### TEXTAUSZUG
'''
Immer mehr Elektrofahrzeuge

Den größten Anteil an den Emissionen des Transportsektors haben aber mit etwa 39 Prozent Autos. Weltweit werden neue Vorschriften und Ziele eingeführt, um die Emissionen zu senken. So wollen der Euroraum und Großbritannien in den nächsten Jahren den Verkauf benzin- und dieselbetriebener Neuwagen verbieten, und in Indien sollen bis 2025 alle zwei- und dreirädrigen Autos und motorisierten Rikschas mit Strom betrieben werden.

Dieses Jahr wird der Elektroautoabsatz wohl um 35 Prozent steigen. Anlagechancen bieten deshalb nicht nur Fahrzeugproduzenten wie Tesla, sondern unter anderem auch Batteriehersteller, Zulieferer und die Anbieter der Ladeinfrastruktur für Elektroautos.

Einen der kleinsten CO2-Fußabdrücke im Transportsektor hat unterdessen die Bahn. Die Fahrgäste müssen sich aber dem Fahrplan und festgelegten Routen anpassen. Aber auch hier bemühen sich viele Unternehmen, durch neue Technologien ihr Angebot zu verbessern und für Kunden attraktiver zu werden. Ein Beispiel sind E‑Tickets, um den Papierverbrauch zu verringern, und die Veröffentlichung von Emissionsdaten, damit die Fahrgäste den Umweltfußabdruck ihrer Reise kennen.

Und schließlich kann auch die Künstliche Intelligenz helfen, trotz ihrer zuletzt nicht immer guten Presse. So nutzen Unternehmen im Transportsektor KI und Cloud-Computing für die Entwicklung „intelligenter“ Fahrpläne, die sich an Nachfrageänderungen anpassen.

Elektrofahrzeuge und Straßenbahnen wiederum nutzen neue Technologien wie die Automatisierung, und werden so CO2-arme Alternativen für Städte und neue Stadtteile. Man schätzt, dass der weltweite Eisenbahnmarkt schon jetzt ein Volumen von über 92 Milliarden US-Dollar hat, bis 2030 soll er sogar auf mehr als 143 Milliarden US-Dollar ansteigen.

Am anderen Ende des Spektrums wird hingegen die Mikromobilität immer beliebter: Elektrofahrräder und E‑Scooter. Durch Corona wuchs die Nachfrage erheblich; man entdeckte die Zweiräder als Alternative zum ÖPNV. Das aktuelle Marktvolumen wird auf etwa 180 Milliarden US-Dollar geschätzt. Bis 2030 dürfte es sich mehr als verdoppeln, auf etwa 440 Milliarden US-Dollar. Von E‑Bike-Herstellern wie Yamaha und Giant Bicycles aus Taiwan bis zu Bosch – der Sektor macht weitere Fortschritte. Entsprechend zahlreich sind die Chancen für Investoren.

Mögliche Anlagechancen

Der Konjunkturabschwung und die hohe Inflation könnten bewirken, dass man über Urlaubsreisen genauer nachdenkt. Auf jeden Fall aber wächst das Bewusstsein für deren Umweltfolgen.

Überall setzen sich Unternehmen Nachhaltigkeitsziele, die oft auch die Emissionen von Geschäftsreisen berücksichtigen. Wir rechnen mit wachsenden Umsätzen der Firmen, die viel zur Dekarbonisierung des Reisens beitragen – ob direkt durch eigene Maßnahmen oder indirekt durch Infrastruktur.

Schon bald wird wieder so viel gereist wie vor Corona, und wahrscheinlich sogar noch mehr. Daher sehen wir Anlagechancen für Investoren, die für eine nachhaltigere Zukunft sorgen und dabei auch etwas verdienen wollen.
'''
### BEREITGESTELLTE DATEN
'''
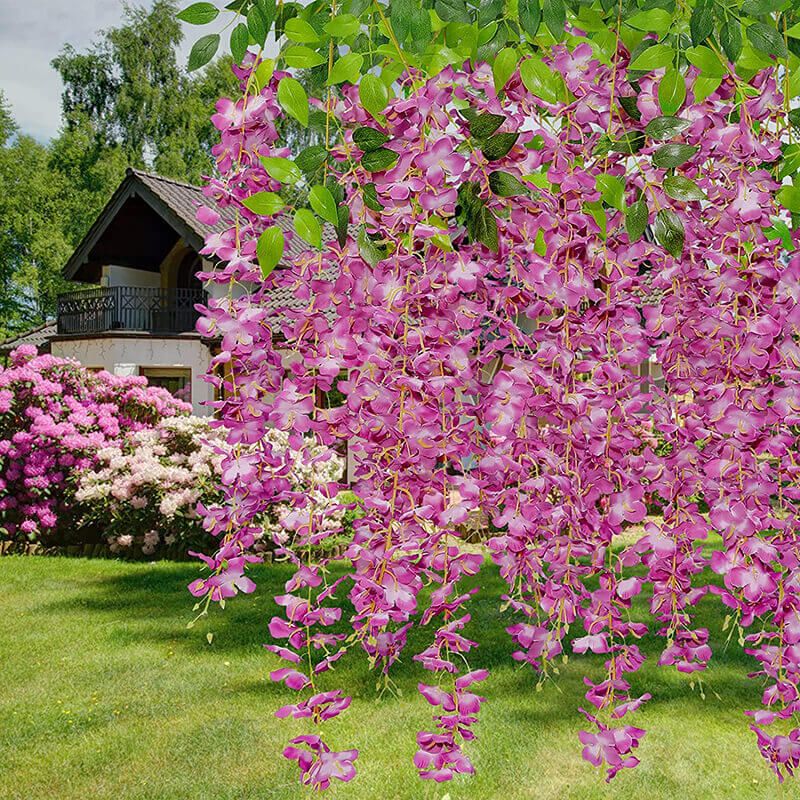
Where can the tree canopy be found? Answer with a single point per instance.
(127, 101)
'''
'''
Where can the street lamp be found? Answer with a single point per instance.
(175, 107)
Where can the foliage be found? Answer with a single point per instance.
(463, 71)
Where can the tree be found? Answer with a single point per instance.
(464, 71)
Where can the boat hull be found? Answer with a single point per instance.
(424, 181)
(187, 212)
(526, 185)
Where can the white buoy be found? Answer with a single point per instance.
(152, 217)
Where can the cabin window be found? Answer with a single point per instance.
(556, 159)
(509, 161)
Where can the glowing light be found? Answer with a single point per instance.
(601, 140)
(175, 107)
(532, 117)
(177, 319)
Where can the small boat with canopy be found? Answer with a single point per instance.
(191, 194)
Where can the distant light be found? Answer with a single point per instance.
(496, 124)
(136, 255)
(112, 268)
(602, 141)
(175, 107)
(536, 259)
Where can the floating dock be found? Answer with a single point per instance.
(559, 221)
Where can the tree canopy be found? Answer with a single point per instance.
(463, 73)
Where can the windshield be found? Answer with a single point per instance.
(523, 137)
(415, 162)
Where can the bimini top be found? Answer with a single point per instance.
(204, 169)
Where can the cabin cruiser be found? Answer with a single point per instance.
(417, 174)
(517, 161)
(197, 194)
'''
'''
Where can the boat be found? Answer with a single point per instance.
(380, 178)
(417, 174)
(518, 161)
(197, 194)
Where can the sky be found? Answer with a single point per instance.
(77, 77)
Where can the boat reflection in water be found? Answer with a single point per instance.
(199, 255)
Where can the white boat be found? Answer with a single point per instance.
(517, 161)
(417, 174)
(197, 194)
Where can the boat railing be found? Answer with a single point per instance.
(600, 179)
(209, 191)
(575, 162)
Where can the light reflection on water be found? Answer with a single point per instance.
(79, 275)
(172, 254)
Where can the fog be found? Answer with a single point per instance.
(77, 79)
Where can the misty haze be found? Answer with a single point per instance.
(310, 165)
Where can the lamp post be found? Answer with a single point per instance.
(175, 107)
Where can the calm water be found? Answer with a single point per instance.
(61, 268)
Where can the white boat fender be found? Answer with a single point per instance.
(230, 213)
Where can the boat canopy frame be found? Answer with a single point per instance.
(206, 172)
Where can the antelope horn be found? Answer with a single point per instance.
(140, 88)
'''
### ARBEITSAUFTRAG
Kopieren Sie aus dem Textauszug wortgetreu den Abschnitt zwischen „Elektrofahrzeuge und Straßenbahnen“ und „Milliarden US-Dollar ansteigen.“, beide Stellen eingeschlossen.

### LÖSUNG
Elektrofahrzeuge und Straßenbahnen wiederum nutzen neue Technologien wie die Automatisierung, und werden so CO2-arme Alternativen für Städte und neue Stadtteile. Man schätzt, dass der weltweite Eisenbahnmarkt schon jetzt ein Volumen von über 92 Milliarden US-Dollar hat, bis 2030 soll er sogar auf mehr als 143 Milliarden US-Dollar ansteigen.